**ИСХОДНЫЙ ТЕКСТ**
╭──

Моменты бытия (страница 10)
Люди, которые непременно обращают внимание на внешние сходства, такие как цвет глаз или форма носа, и видят драматические закономерности, словно жизнь – это сенсационный роман, объявили Ванессу наследницей всех женских добродетелей, будто бы свыше предназначенной на эту роль. Позабыв резкие черты ее матери и расплывчатые черты Стеллы, они слепили из них своего рода идеал для Ванессы – привлекательный внешне, но до отвращения лишенный живости. Мы вновь прошли через те же выражения сочувствия, снова и снова слушая, что столь великой трагедии еще не бывало; порой она воспринималась почти как произведение искусства, но чаще – как бесформенная катастрофа, от которой невозможно оправиться. К счастью, пришло время покинуть Лондон; мы сняли дом в Пейнсвике [Глостершир], а скорбящие родственники и друзья разъехались по домам.

╰──

**ЗАДАНИЕ 1**
Воспроизведите все записи целиком вместе с запросами, сдвинув каждую координату ограничивающих рамок в ответах на 44.

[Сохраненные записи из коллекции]
╭──

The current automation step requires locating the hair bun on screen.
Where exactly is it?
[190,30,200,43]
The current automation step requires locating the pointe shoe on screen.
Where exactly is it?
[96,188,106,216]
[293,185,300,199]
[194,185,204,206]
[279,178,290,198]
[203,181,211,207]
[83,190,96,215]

╰──

**ЗАДАНИЕ 2**
Дословно перепишите из текста фрагмент от слов «Люди, которые непременно» до слов «разъехались по домам.» включительно.

**ПОЛНЫЙ ОТВЕТ 1**
The current automation step requires locating the hair bun on screen.
Where exactly is it?
[234,74,244,87]
The current automation step requires locating the pointe shoe on screen.
Where exactly is it?
[140,232,150,260]
[337,229,344,243]
[238,229,248,250]
[323,222,334,242]
[247,225,255,251]
[127,234,140,259]

**ПОЛНЫЙ ОТВЕТ 2**
Люди, которые непременно обращают внимание на внешние сходства, такие как цвет глаз или форма носа, и видят драматические закономерности, словно жизнь – это сенсационный роман, объявили Ванессу наследницей всех женских добродетелей, будто бы свыше предназначенной на эту роль. Позабыв резкие черты ее матери и расплывчатые черты Стеллы, они слепили из них своего рода идеал для Ванессы – привлекательный внешне, но до отвращения лишенный живости. Мы вновь прошли через те же выражения сочувствия, снова и снова слушая, что столь великой трагедии еще не бывало; порой она воспринималась почти как произведение искусства, но чаще – как бесформенная катастрофа, от которой невозможно оправиться. К счастью, пришло время покинуть Лондон; мы сняли дом в Пейнсвике [Глостершир], а скорбящие родственники и друзья разъехались по домам.